- STATED PROBLEM: Locate each line in the entries below that contains the word "green" and copy it out. Match case exactly.

- PROVIDED RECORDS:
○ ○ ○ ○ ○ ○ ○

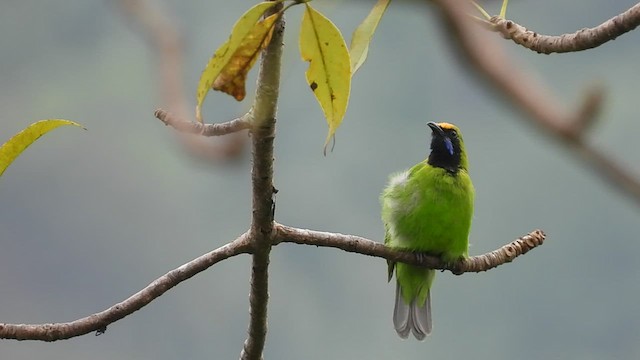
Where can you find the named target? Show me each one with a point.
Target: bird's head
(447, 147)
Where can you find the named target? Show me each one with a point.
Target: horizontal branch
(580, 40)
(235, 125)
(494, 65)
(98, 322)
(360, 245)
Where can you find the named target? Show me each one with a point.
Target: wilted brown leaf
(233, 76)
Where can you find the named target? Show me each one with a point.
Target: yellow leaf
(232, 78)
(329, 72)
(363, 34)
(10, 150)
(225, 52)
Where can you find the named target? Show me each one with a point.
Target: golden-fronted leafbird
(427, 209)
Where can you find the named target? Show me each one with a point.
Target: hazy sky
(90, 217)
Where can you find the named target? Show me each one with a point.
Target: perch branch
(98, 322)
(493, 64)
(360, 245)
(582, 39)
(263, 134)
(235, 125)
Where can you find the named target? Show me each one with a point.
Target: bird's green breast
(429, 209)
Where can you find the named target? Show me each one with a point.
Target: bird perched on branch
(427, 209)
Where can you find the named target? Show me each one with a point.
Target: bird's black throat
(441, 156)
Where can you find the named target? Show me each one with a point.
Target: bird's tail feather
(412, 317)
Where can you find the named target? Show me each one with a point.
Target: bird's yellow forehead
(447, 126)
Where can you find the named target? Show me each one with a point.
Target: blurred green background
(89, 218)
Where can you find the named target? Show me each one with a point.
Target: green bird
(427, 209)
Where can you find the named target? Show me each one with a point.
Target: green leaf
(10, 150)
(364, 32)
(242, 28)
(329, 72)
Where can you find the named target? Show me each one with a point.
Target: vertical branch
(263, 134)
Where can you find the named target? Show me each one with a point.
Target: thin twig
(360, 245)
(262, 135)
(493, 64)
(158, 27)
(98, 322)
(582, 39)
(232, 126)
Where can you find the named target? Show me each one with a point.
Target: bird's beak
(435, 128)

○ ○ ○ ○ ○ ○ ○

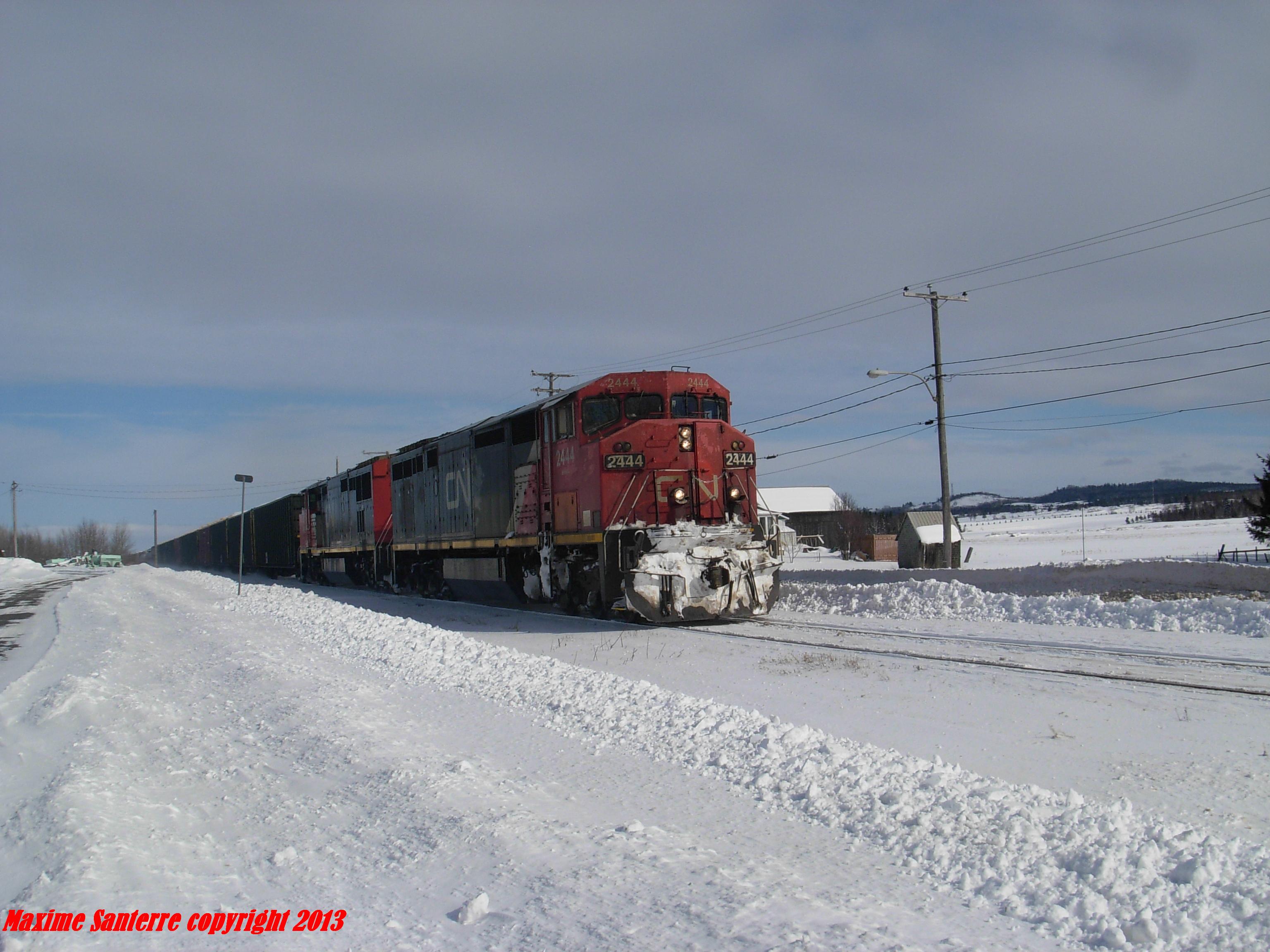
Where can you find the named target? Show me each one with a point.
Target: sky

○ ○ ○ ○ ○ ○ ○

- FINAL RESULT:
Target: bird's green breast
Target: blurred green background
Target: green bird
Target: green leaf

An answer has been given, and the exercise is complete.